[Region annotation entries]
((

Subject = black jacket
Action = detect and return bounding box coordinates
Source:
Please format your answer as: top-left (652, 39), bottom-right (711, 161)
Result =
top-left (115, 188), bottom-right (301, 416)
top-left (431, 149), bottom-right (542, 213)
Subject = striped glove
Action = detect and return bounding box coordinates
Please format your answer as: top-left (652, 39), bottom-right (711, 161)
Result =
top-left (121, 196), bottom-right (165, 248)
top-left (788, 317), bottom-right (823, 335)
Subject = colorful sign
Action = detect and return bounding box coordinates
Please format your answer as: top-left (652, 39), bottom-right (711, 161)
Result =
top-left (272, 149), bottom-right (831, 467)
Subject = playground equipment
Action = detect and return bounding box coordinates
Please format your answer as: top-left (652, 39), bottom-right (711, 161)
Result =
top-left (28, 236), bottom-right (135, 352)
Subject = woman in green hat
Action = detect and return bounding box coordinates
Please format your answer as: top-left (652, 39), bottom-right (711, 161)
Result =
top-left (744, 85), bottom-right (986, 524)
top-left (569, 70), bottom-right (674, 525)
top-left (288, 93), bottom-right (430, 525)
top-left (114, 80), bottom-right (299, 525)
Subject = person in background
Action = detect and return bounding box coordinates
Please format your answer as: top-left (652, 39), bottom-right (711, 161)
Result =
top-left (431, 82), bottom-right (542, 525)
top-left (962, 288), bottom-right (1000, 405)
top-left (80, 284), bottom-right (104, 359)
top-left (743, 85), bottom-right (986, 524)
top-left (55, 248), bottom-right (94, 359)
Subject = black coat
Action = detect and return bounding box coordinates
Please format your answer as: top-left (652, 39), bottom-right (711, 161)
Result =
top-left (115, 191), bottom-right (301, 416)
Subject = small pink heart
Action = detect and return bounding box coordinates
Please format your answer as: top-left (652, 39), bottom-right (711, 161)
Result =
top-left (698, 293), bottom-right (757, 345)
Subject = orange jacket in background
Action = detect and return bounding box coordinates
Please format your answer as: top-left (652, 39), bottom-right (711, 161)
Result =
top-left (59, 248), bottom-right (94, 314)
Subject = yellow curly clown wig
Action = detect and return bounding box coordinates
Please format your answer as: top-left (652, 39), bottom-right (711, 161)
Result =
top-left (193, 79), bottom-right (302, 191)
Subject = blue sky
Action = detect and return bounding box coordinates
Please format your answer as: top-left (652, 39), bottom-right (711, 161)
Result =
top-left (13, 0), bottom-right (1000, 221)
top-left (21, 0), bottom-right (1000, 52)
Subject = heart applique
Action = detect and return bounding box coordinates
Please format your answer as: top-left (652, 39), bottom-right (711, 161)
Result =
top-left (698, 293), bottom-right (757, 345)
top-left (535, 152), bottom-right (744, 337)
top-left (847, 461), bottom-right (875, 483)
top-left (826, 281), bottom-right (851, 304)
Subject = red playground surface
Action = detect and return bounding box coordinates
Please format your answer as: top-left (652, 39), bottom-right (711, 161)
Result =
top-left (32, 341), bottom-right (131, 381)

))

* **To do**
Pick out every line of the items that contains the word "jacket", and copy each of those lines. Treat uppercase and lowercase as different.

* **Response to the task**
Subject = black jacket
Subject = orange jacket in background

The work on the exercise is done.